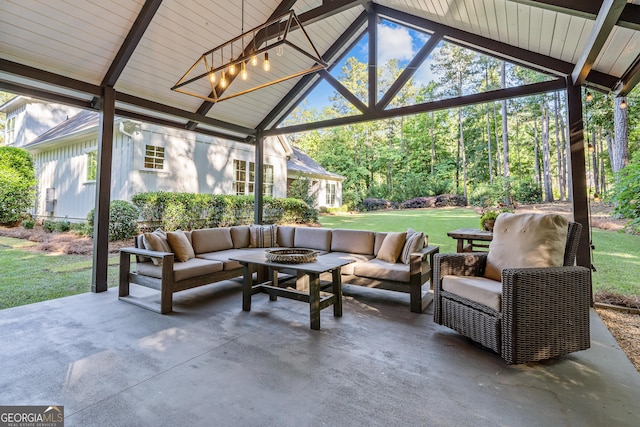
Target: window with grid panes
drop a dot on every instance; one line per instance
(154, 157)
(331, 194)
(92, 165)
(245, 177)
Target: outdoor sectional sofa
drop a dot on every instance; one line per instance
(208, 259)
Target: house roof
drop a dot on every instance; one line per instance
(300, 162)
(72, 51)
(84, 121)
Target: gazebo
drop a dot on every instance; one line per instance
(125, 57)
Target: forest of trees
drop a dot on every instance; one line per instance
(490, 153)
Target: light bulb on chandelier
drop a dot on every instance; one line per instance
(266, 65)
(243, 71)
(223, 80)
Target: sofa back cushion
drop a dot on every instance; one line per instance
(415, 242)
(526, 241)
(313, 238)
(378, 242)
(240, 236)
(392, 247)
(180, 245)
(156, 241)
(286, 235)
(352, 241)
(263, 236)
(211, 240)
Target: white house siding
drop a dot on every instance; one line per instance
(65, 170)
(197, 163)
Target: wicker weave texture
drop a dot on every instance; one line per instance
(544, 311)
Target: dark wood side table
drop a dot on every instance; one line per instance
(475, 239)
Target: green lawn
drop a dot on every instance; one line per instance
(28, 276)
(616, 255)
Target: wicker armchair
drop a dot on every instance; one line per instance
(544, 312)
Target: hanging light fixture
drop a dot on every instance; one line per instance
(250, 44)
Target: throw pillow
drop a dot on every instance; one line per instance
(180, 245)
(263, 236)
(415, 242)
(392, 246)
(526, 241)
(156, 241)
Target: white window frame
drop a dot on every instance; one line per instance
(151, 161)
(330, 193)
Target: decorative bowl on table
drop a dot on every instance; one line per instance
(291, 256)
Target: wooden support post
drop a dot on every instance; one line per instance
(103, 192)
(578, 172)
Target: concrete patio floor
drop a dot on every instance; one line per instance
(211, 364)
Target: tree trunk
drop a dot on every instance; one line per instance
(546, 153)
(621, 136)
(496, 127)
(505, 137)
(536, 153)
(594, 161)
(603, 181)
(559, 151)
(489, 155)
(433, 144)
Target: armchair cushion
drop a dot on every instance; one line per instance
(484, 291)
(526, 241)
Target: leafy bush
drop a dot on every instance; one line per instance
(123, 220)
(49, 226)
(62, 226)
(17, 184)
(189, 211)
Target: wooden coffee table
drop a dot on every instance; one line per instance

---------------

## PROBLEM:
Reproduce every line of the records above word for word, leaving the picture out of your answer.

## CORRECT RESULT:
Target: window with grid panes
drop a dot on every instance; one line per instance
(154, 157)
(331, 194)
(92, 165)
(245, 177)
Target: outdoor sectional sofa
drop a dot on every instance; one line per instance
(208, 259)
Target: house roof
drop a dot on every instance; one line per instance
(300, 162)
(72, 51)
(84, 121)
Target: gazebo
drop a dot on every instance; one line per instance
(125, 57)
Target: forest of trees
drop a dot on every instance; one line per instance
(490, 153)
Target: light bulb on chandelier
drop a dot on every instance; one line per instance
(266, 65)
(243, 71)
(223, 80)
Target: sofa back cushion
drop a dot on every instance; one line per instance
(415, 242)
(526, 241)
(313, 238)
(378, 242)
(240, 236)
(392, 247)
(180, 245)
(156, 241)
(286, 235)
(352, 241)
(263, 236)
(211, 240)
Target: white house siding
drop a dot on every instance; one line per instance
(65, 170)
(197, 163)
Target: wicker weave texture
drop a dot on every instance; one line per instance
(544, 311)
Target: dark wood side table
drop a dot on every instance; one line per instance
(475, 239)
Target: green lawn
drop a dot on every instance; one line per instance
(28, 276)
(616, 255)
Target: wicker armchair
drop a dot on every instance; one line per instance
(544, 312)
Target: hanging light fixture
drop a dot on every instance; one line per instance
(250, 44)
Target: throw pillow
drop a dot on every instance; one line per instance
(180, 245)
(263, 236)
(415, 242)
(392, 246)
(526, 241)
(156, 241)
Target: white window frame
drop a dot on every instance; one line per instance
(151, 161)
(330, 193)
Target: decorative bowl on table
drop a dot on every instance; one line per instance
(291, 256)
Target: wooden support post
drop a dot on every instance; one line per instance
(103, 192)
(578, 172)
Target: concrete patio floor
drop a dot on every instance; one line per instance
(211, 364)
Target: tree trunk
drop a dot on every instance; one line per instance
(546, 153)
(621, 136)
(496, 127)
(505, 137)
(536, 153)
(594, 161)
(603, 181)
(559, 151)
(489, 155)
(433, 144)
Target: armchair cushion
drop a dot on every instance; one line per instance
(484, 291)
(526, 241)
Target: leafy bush
drop a dot on every instance; one line per instance
(123, 220)
(49, 226)
(62, 226)
(17, 184)
(189, 211)
Target: wooden coffee table
drop a dot on every instance; one line per instance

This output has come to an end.